Swap "bounding box" for "box coordinates" in the stretch from the line containing "Given the photo above, tell me whether any white brick" through the final line, and write out only that stretch with nothing else changed.

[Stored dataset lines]
[Start]
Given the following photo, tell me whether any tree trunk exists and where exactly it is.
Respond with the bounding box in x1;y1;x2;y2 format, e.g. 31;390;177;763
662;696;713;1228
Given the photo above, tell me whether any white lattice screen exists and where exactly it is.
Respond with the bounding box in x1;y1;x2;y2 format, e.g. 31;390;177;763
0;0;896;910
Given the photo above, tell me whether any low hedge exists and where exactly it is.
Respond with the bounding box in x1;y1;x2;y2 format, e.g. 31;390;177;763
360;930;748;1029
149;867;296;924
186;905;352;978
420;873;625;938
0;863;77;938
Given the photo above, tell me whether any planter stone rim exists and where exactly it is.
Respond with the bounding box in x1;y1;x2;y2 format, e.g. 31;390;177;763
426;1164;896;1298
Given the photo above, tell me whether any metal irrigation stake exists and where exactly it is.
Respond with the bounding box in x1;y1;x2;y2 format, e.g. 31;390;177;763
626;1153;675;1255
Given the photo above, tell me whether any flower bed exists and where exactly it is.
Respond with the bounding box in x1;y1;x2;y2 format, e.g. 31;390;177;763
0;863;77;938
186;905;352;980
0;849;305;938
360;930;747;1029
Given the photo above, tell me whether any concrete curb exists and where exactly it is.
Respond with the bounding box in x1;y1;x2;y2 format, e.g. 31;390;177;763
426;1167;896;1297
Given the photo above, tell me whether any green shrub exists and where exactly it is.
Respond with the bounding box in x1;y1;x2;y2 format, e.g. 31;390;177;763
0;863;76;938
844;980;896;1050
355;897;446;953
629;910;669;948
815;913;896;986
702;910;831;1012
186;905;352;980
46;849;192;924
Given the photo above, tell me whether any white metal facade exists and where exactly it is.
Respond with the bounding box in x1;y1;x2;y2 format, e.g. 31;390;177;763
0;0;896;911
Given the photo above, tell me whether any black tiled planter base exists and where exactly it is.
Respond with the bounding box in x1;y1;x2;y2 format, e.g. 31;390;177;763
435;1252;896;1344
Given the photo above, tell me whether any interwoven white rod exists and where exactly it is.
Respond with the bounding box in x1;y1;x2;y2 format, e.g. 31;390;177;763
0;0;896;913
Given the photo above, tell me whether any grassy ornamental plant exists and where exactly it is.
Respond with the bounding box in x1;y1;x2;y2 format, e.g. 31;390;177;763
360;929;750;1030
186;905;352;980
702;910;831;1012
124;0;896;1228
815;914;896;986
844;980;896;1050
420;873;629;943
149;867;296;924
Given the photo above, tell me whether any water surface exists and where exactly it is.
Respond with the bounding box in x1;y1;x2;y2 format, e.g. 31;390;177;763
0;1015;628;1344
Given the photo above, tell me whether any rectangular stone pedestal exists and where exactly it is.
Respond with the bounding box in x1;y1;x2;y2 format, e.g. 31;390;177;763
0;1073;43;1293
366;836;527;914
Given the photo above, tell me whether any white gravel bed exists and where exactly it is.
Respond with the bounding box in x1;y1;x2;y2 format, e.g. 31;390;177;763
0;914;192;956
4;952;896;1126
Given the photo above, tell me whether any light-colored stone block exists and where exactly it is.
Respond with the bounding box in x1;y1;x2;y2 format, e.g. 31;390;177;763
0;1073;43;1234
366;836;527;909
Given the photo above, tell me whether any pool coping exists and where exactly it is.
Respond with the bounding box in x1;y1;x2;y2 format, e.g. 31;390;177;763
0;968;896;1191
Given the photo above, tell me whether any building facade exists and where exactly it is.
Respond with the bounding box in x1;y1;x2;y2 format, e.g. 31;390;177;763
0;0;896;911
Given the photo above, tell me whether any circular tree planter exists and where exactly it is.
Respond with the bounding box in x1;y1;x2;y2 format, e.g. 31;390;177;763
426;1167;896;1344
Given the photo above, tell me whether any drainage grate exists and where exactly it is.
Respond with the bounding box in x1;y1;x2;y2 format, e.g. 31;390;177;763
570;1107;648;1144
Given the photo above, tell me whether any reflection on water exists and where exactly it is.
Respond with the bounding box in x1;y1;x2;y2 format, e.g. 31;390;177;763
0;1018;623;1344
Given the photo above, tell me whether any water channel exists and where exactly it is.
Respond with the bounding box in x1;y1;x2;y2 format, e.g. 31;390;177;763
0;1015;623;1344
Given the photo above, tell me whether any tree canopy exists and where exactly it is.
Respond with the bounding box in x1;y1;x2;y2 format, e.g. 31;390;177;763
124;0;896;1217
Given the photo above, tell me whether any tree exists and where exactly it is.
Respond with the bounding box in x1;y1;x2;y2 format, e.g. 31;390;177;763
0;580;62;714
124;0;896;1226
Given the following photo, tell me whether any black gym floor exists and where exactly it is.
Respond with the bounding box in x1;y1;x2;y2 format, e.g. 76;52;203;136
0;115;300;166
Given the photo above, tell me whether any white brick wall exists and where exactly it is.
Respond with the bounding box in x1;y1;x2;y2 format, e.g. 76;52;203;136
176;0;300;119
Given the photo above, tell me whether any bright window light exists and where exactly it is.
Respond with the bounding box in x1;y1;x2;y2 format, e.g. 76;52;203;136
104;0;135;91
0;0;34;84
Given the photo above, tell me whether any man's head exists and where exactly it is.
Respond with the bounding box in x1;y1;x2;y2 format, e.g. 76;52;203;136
[End]
Answer to this task »
Given the photo above, tell me whether any white brick wall exists and where exactly it is.
Respond with the box coordinates in x1;y1;x2;y2 format, e.g. 76;52;203;136
176;0;300;119
Given the photo above, tell me whether any bright window light exists and where exactly it is.
Respond with the box coordinates in x1;y1;x2;y2 format, e.g. 76;52;203;136
104;0;135;91
0;0;34;84
Given the photo above, tell me whether any man's head exists and where exactly it is.
Respond with the box coordinates in x1;y1;x2;y2 format, e.g. 76;52;203;136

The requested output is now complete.